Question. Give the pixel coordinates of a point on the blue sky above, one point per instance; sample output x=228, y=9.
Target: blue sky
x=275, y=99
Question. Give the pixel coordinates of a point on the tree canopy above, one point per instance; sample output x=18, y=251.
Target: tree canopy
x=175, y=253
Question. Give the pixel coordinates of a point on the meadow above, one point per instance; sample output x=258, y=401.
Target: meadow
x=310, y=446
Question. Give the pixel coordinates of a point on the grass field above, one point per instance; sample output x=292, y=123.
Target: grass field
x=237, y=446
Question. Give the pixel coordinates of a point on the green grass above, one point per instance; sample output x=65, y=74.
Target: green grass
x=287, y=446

---

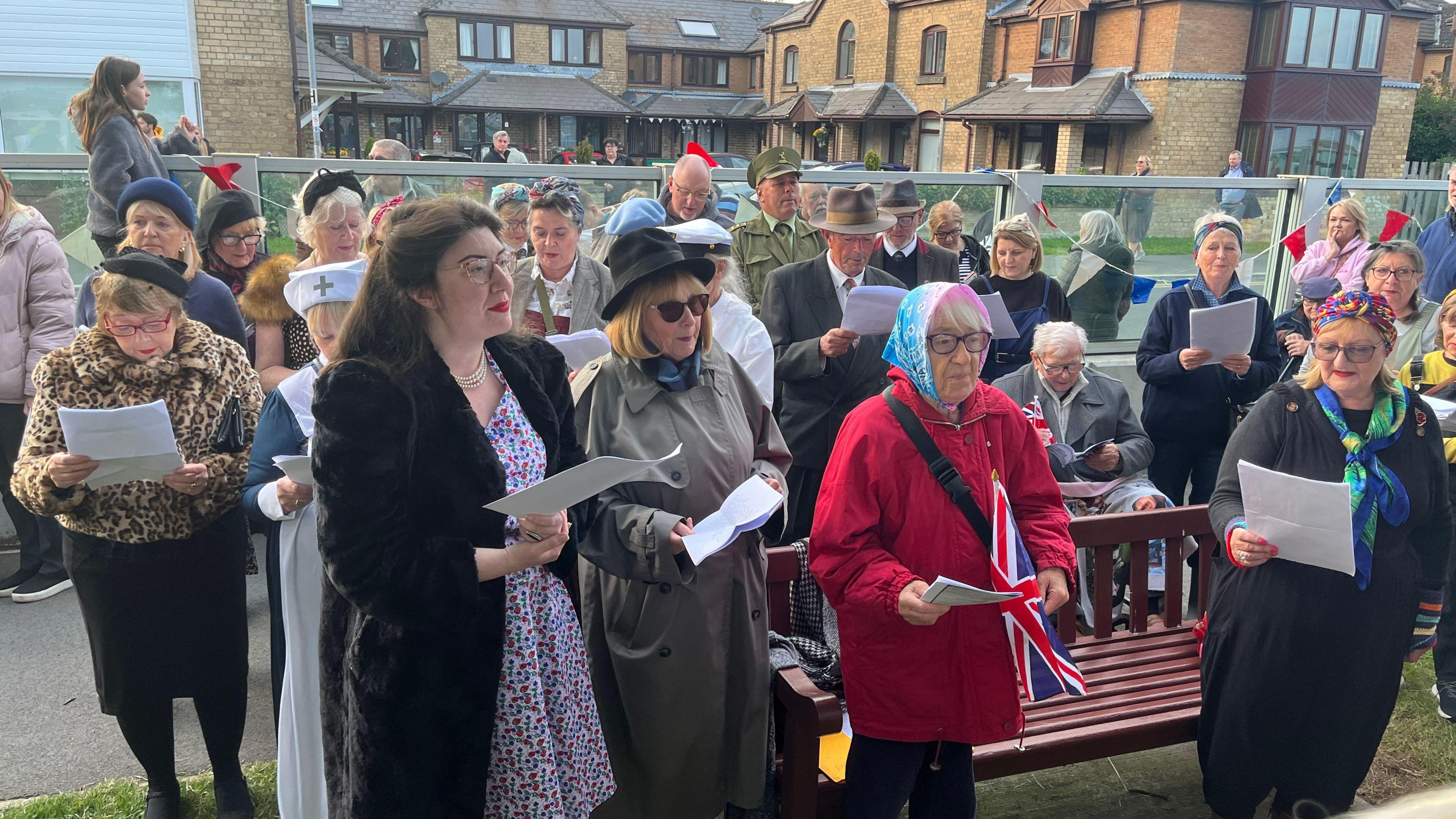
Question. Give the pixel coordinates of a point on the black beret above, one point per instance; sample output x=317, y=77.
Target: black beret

▶ [PROBLEM DESCRIPTION]: Which of the lines above hold the string "coordinates"? Pick each of them out.

▶ [WORKED SOLUTION]:
Question. Give the pixel coordinates of a point on the blue sky above, one point per instance; sample output x=228, y=9.
Question. Give the pixel coordinates of a point on the tree canopy above, one point per instance; sample output x=18, y=251.
Question. Give the pixel coordinates of a point on the meadow above, one point per instance; sample output x=258, y=401.
Question. Give the pixel coordinates of a point on the grass field above, one point per instance; sample output x=292, y=123.
Question. Give the pixel coordinates of a point on the green grass above, one point per instance; sample output x=65, y=74.
Question. Give the pixel coordinates of a point on the black beret above, one point per instance; sample output x=317, y=77.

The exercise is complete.